Copy every item below word for word, and omit the picture from your copy.
## begin
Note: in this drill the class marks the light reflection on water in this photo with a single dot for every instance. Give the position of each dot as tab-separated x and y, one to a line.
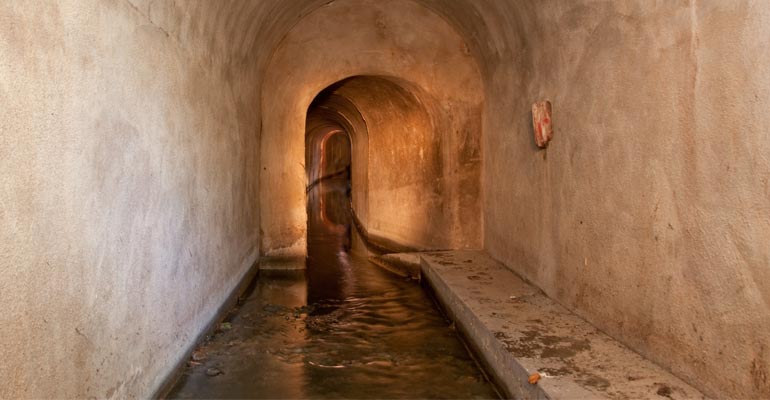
343	329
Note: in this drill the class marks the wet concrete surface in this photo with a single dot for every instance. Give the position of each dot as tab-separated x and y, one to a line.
519	332
343	328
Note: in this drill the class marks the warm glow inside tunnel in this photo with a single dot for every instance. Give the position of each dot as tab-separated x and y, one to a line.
399	188
156	154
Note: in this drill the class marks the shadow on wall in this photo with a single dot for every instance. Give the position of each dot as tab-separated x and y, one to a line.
398	174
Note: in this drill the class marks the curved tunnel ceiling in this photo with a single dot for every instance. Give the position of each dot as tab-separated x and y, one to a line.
247	31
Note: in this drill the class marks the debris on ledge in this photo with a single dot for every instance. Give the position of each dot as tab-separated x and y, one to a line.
532	346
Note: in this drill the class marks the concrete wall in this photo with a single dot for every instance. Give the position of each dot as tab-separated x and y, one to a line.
130	132
650	211
395	39
128	192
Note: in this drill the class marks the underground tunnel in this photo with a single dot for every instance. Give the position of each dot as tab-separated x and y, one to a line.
172	172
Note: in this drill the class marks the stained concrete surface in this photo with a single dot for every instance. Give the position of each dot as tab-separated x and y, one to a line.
403	264
343	328
518	331
131	136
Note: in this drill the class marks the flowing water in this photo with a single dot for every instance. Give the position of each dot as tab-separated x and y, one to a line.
343	328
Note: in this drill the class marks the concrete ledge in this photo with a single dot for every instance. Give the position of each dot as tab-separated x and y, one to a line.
517	331
402	264
282	263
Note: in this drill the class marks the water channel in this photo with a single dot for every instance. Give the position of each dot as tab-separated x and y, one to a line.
342	329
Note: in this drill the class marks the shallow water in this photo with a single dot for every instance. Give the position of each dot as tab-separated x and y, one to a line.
343	329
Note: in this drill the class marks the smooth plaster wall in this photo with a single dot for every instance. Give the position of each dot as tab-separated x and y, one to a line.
650	211
345	38
128	193
648	215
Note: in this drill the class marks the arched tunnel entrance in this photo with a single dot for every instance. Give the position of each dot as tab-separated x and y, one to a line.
343	327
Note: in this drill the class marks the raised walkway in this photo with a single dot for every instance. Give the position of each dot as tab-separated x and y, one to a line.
532	346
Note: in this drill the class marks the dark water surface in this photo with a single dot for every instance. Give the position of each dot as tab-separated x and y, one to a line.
343	329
## end
- _RESULT FOR THIS TASK_:
Note: in this drill the class marks the light reflection on water in this photo with a single dot for every instance. Give the position of each dot as tab-separated x and y, one to a line.
343	329
Note: in this drill the class marks the wet concrete surface in this photo with a single dot for every instance. Give the position of each dot as tab-separated x and y, one to a line.
519	332
343	328
Note: in this drill the class marks the warm glow inside tunnel in this photo with a single dot for every instance. Give the position of each dot as tab-separated x and y, one to a line.
399	188
156	154
Note: in this drill the class marks the shadow on wall in this photo with a single dot for every instance. Give the position of each dot as tab-separated x and y, one to a line.
398	174
Note: in this drill the class marks the curved tunnel ceiling in this photo with a single dot for every instance. Give the position of each dot as tab-separated x and y, one to a line.
247	31
Note: in this drill the class marks the debris on ledge in this photo with a single dot for every instance. Give the position of each dot as tab-separated x and y, one to a line.
532	346
Note: in this drill the class marks the concrete wall in this photo with a single dot for every instance. Give the position of each dot as tab-separated x and y, one to a line.
130	132
650	211
395	39
128	192
Note: in this drill the class marks the underground tunnel in this photo with a single dot for every instance. Give the position of each dot as tab-separated x and y, one to a line.
172	172
Note: in this drill the class marks the stained concrete surface in this photo with a single dot for every instance. Give the position of each dot as tab-separated x and y, one to a line.
403	264
343	328
518	331
131	136
Note: in this drill the class marks the flowing water in this photo with a single dot for every instance. Give the position of each dot as tab-separated x and y, one to a line.
343	328
Note: in this drill the class marks the concrete ledge in this photo with a single dot for every instance. Give the position of each dot as tab-separated x and y, one to a line.
517	331
402	264
282	263
Note: in this drill the class marks the water channel in this photo with a single dot for every instance. Give the position of each dot as tab-separated x and y, one to a line.
342	329
Note: in this drill the class marks the shallow water in this photo with a single dot for every instance. Give the position of each dot as tab-separated x and y, one to a line.
343	329
Note: in this drill the class marks the smooth plaster wall in this photo with a single dot for every instance. Give the position of each dot as tab-separated x and y, one to a line.
650	211
345	38
128	193
648	215
Note: in this drill the class marks the arched tunnel entrance in this photo with a single dot for every instance. Give the position of each dot as tab-separated x and y, one to a line.
343	327
Note: in this drill the class marks the raised walkway in this photo with a single dot for every instance. Give the position of each dot as tab-separated x and y, one to a line.
532	346
Note: in this drill the class marks the dark water surface in this photo with a single dot for every instance. Give the position of each dot as tab-separated x and y, one to a line.
343	329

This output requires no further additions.